*** TEXT BLOCK ***
Below are descriptions of the columns:

id: The unique identifier from Hacker News for the post
title: The title of the post
url: The URL that the posts links to, if it the post has a URL
num_points: The number of points the post acquired, calculated as the total number of upvotes minus the total number of downvotes
num_comments: The number of comments that were made on the post
author: The username of the person who submitted the post
created_at: The date and time at which the post was submitted

Data Cleaning¶

Let's start by spliting the data to three parts:

A list only contains posts starts with Ask HN
A list only contains posts starts with Show HN
A list only contains other posts not starting either Ask HN or Show HN

In [2]:

ask_posts = []
show_posts = []
other_posts = []

for row in hn:
    title = row[1]
    if title.lower().startswith("ask hn"):
        ask_posts.append(row)
    elif title.lower().startswith("show hn"):
        show_posts.append(row)
    else:
        other_posts.append(row)

print("Ask posts length:", len(ask_posts))
print("Show posts length:", len(show_posts))
print("Other posts length:", len(other_posts))

Ask posts length: 1744
Show posts length: 1162
Other posts length: 17194

For our analysis we are only interested in post starting with Ask HN and Show HN.

Data Analyzing¶

Let's start by computing the average of both Ask HN and Show HN.

In [3]:

total_ask_comments = 0

for post in ask_posts:
    comments = int(post[4])
    total_ask_comments += comments
    
avg_ask_comments = total_ask_comments / len(ask_posts)
print("Overall total of Ask HN comments: {:.2f}".format(avg_ask_comments))

Overall total of Ask HN comments: 14.04

In [4]:

total_show_comments = 0

for post in show_posts:
    comments = int(post[4])
    total_show_comments += comments
    
avg_show_comments = total_show_comments / len(ask_posts)
*** SUPPLIED MATERIAL ***
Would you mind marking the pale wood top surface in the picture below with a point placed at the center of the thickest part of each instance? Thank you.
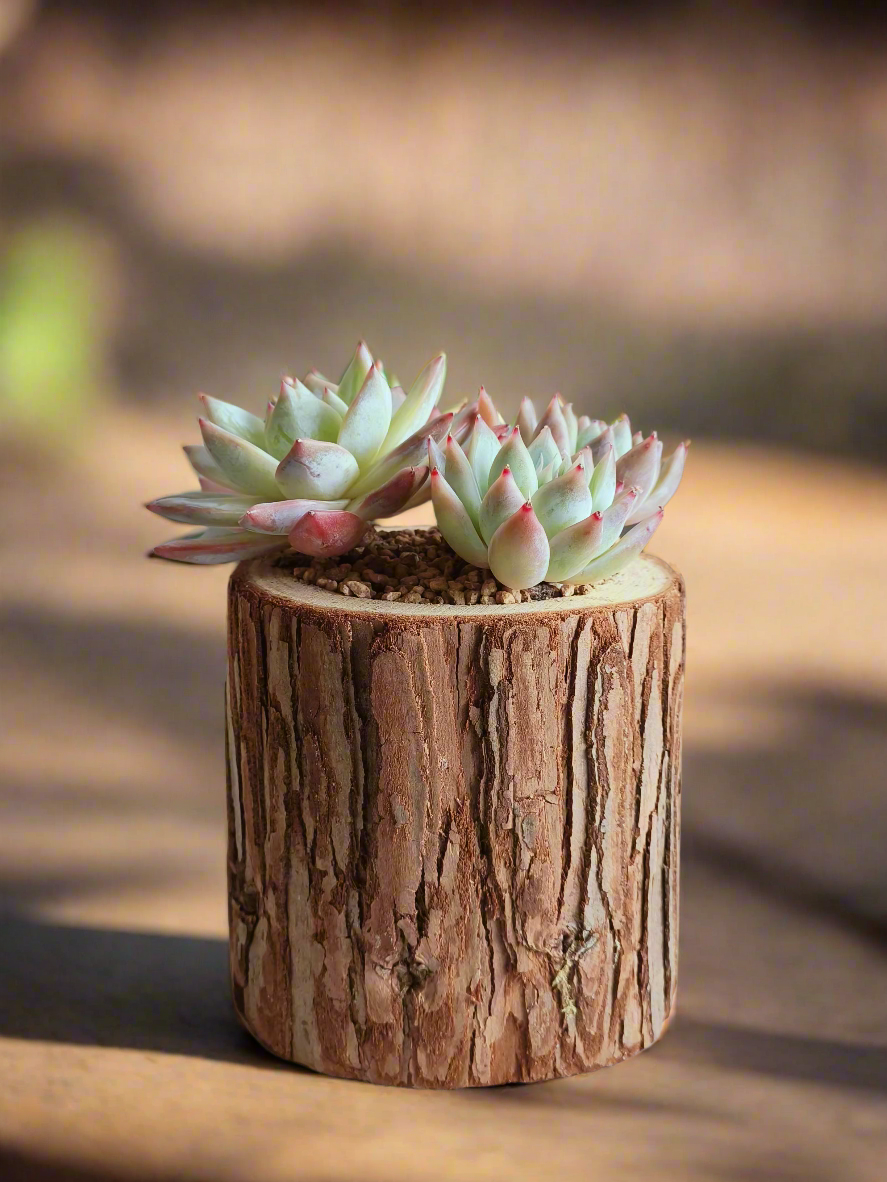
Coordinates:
(120, 1056)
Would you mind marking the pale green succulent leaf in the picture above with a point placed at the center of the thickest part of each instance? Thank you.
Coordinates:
(481, 449)
(513, 454)
(614, 519)
(563, 501)
(543, 450)
(503, 499)
(590, 429)
(454, 523)
(436, 458)
(603, 479)
(554, 419)
(233, 419)
(573, 427)
(625, 551)
(213, 545)
(640, 466)
(666, 486)
(202, 508)
(621, 430)
(419, 403)
(317, 471)
(412, 452)
(574, 547)
(317, 383)
(366, 424)
(526, 421)
(280, 517)
(204, 465)
(519, 550)
(355, 375)
(489, 410)
(299, 414)
(245, 467)
(460, 478)
(331, 398)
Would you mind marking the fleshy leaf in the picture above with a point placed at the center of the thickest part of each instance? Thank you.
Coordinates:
(486, 409)
(519, 550)
(526, 421)
(299, 414)
(317, 383)
(503, 500)
(590, 429)
(481, 450)
(603, 479)
(205, 466)
(419, 403)
(279, 517)
(435, 458)
(543, 449)
(213, 546)
(666, 486)
(626, 550)
(463, 421)
(554, 419)
(412, 452)
(615, 517)
(621, 430)
(513, 454)
(640, 466)
(460, 478)
(393, 497)
(366, 424)
(574, 547)
(564, 501)
(315, 469)
(324, 533)
(202, 508)
(454, 523)
(332, 400)
(244, 466)
(355, 375)
(602, 441)
(573, 427)
(233, 419)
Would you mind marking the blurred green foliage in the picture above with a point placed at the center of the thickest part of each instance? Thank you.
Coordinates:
(51, 322)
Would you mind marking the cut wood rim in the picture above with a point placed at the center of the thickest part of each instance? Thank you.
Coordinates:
(646, 578)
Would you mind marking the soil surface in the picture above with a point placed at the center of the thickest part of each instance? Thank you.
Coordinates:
(414, 566)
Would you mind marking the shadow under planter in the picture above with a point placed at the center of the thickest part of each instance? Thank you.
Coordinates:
(453, 831)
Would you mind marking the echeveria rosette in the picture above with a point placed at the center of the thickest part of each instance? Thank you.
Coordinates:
(554, 498)
(327, 460)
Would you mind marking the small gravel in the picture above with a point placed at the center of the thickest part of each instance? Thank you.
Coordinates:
(413, 566)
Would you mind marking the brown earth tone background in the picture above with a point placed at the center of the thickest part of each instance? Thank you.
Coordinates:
(673, 209)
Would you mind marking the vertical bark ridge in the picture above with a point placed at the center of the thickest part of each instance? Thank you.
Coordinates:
(453, 838)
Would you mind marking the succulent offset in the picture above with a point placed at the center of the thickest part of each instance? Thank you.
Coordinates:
(549, 498)
(328, 460)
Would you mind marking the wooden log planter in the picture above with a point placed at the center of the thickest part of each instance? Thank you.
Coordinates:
(453, 831)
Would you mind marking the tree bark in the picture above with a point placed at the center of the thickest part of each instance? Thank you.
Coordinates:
(453, 831)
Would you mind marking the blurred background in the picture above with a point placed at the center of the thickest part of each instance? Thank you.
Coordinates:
(675, 209)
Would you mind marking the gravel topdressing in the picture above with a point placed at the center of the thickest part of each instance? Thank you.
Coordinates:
(412, 566)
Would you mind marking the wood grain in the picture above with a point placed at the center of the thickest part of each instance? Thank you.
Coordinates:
(453, 833)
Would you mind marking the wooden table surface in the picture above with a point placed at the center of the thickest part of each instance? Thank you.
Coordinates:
(120, 1056)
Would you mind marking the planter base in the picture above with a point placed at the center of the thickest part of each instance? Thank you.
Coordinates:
(453, 831)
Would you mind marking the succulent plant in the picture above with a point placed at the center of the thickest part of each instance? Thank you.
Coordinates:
(327, 460)
(549, 498)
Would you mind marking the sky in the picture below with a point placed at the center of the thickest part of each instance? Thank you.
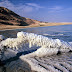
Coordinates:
(42, 10)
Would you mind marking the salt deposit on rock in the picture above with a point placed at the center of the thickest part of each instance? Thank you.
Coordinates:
(24, 40)
(1, 38)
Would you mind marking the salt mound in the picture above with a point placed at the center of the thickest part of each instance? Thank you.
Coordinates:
(24, 40)
(1, 38)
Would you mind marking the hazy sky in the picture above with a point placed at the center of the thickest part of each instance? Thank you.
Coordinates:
(42, 10)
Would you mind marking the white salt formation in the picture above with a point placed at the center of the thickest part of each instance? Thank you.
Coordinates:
(47, 46)
(1, 38)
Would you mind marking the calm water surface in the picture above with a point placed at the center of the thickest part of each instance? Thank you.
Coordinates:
(63, 32)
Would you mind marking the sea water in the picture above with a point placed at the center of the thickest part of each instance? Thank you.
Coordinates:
(52, 63)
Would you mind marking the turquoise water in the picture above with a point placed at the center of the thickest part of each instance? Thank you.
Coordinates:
(63, 32)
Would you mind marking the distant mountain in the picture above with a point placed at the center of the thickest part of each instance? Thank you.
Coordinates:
(8, 17)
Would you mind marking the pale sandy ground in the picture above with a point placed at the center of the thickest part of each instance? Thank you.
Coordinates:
(6, 27)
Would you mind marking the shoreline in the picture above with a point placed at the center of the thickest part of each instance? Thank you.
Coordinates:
(10, 27)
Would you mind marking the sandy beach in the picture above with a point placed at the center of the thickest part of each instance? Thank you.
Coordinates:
(7, 27)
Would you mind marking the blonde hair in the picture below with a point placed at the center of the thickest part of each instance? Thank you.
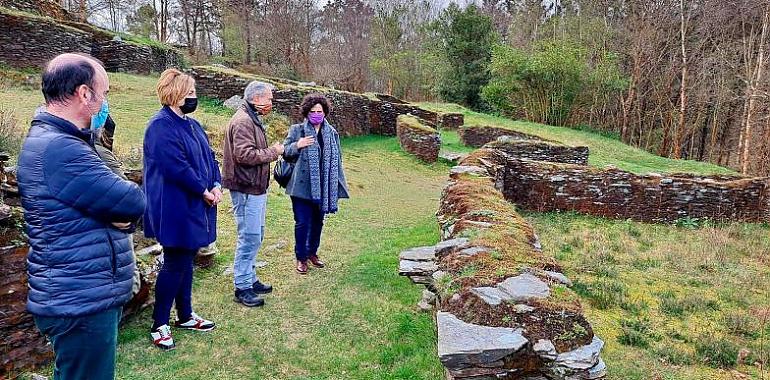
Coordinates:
(173, 87)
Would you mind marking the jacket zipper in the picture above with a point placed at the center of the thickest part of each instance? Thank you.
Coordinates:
(208, 173)
(113, 258)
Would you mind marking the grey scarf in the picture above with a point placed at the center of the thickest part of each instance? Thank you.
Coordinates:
(324, 179)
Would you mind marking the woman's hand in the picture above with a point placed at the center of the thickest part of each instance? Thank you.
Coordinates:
(209, 198)
(305, 142)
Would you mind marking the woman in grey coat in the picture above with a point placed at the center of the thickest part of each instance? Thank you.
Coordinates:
(318, 180)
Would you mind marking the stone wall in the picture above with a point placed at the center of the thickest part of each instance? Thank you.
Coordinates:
(352, 114)
(613, 193)
(451, 120)
(504, 309)
(541, 150)
(33, 41)
(48, 8)
(418, 138)
(30, 41)
(478, 135)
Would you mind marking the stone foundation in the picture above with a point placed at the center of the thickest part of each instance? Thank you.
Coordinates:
(30, 41)
(33, 41)
(451, 120)
(541, 150)
(418, 138)
(352, 114)
(478, 135)
(613, 193)
(505, 310)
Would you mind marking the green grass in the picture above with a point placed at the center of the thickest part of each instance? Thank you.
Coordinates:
(356, 319)
(604, 150)
(670, 302)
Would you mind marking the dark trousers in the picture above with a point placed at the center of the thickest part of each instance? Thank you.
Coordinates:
(84, 346)
(174, 285)
(308, 223)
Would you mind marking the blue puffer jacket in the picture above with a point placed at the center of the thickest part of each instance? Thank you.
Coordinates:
(179, 166)
(78, 263)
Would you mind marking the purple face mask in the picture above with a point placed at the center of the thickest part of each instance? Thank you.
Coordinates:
(315, 118)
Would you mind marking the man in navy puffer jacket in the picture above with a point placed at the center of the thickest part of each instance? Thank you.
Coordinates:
(78, 215)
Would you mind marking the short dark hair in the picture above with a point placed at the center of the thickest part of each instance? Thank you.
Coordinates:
(61, 82)
(311, 100)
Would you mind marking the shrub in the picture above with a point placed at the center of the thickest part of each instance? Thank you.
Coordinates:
(718, 352)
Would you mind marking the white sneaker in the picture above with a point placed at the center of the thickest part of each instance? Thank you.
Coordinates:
(161, 338)
(195, 323)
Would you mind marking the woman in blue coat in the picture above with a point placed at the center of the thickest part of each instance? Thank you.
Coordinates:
(181, 183)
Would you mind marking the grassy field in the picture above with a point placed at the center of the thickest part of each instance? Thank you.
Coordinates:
(671, 302)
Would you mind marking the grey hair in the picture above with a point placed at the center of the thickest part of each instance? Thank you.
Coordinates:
(256, 88)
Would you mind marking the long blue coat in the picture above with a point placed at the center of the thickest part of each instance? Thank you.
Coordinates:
(179, 166)
(78, 263)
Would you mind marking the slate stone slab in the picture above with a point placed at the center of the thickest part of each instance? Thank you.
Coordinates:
(416, 268)
(462, 345)
(419, 254)
(524, 287)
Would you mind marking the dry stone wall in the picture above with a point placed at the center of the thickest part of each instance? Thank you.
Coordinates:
(352, 114)
(541, 150)
(30, 41)
(504, 309)
(614, 193)
(33, 41)
(478, 135)
(418, 138)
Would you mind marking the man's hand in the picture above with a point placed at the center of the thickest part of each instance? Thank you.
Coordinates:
(209, 198)
(217, 193)
(121, 226)
(305, 142)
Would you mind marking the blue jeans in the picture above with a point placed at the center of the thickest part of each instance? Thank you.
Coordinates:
(84, 346)
(174, 285)
(308, 224)
(249, 211)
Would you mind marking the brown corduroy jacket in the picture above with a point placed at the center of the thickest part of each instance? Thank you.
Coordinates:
(247, 157)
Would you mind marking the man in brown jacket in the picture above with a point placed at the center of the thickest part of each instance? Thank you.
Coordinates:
(246, 172)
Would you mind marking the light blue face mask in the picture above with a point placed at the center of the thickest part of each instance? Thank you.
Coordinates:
(98, 120)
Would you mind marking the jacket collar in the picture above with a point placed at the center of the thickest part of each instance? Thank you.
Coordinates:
(64, 126)
(174, 116)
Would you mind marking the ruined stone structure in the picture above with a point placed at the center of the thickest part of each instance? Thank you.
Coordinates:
(418, 137)
(614, 193)
(478, 135)
(352, 114)
(31, 41)
(504, 309)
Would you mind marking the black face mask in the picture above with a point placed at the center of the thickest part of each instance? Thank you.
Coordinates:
(190, 104)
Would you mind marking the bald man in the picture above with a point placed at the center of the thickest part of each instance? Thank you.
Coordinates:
(79, 215)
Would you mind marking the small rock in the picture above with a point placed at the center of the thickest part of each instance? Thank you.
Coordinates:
(452, 156)
(558, 277)
(492, 296)
(419, 254)
(416, 268)
(234, 102)
(522, 308)
(471, 170)
(447, 246)
(473, 251)
(545, 349)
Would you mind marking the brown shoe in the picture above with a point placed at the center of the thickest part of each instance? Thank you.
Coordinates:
(316, 262)
(301, 267)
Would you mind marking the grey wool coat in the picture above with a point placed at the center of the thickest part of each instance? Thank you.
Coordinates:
***
→ **SHORT TASK A**
Summarize the Hacker News text in two sentences.
→ **SHORT TASK B**
Using the Hacker News text, decide whether each statement below agrees with it. Answer yes or no for each, and quote the words of the text that settle it. (i) A post's points equal its upvotes minus its downvotes. (ii) The analysis uses all three lists of posts. (iii) There are more Show HN posts than Ask HN posts.
→ **SHORT TASK C**
Write out the part of the Hacker News text starting at "For our analysis" and ending at "both Ask HN and Show HN.", with no changes.

→ **EXERCISE SOLUTION A**
The text describes the columns of a Hacker News dataset, which record each post's identifier, title, URL, points, comment count, author and submission time. It then splits the posts into Ask HN, Show HN and other lists of 1744, 1162 and 17194 posts, keeps only the Ask HN and Show HN posts for analysis, and begins computing their average number of comments.

→ **EXERCISE SOLUTION B**
(i) Yes: "calculated as the total number of upvotes minus the total number of downvotes"
(ii) No: "For our analysis we are only interested in post starting with Ask HN and Show HN."
(iii) No: "Ask posts length: 1744" and "Show posts length: 1162"

→ **EXERCISE SOLUTION C**
For our analysis we are only interested in post starting with Ask HN and Show HN.

Data Analyzing¶

Let's start by computing the average of both Ask HN and Show HN.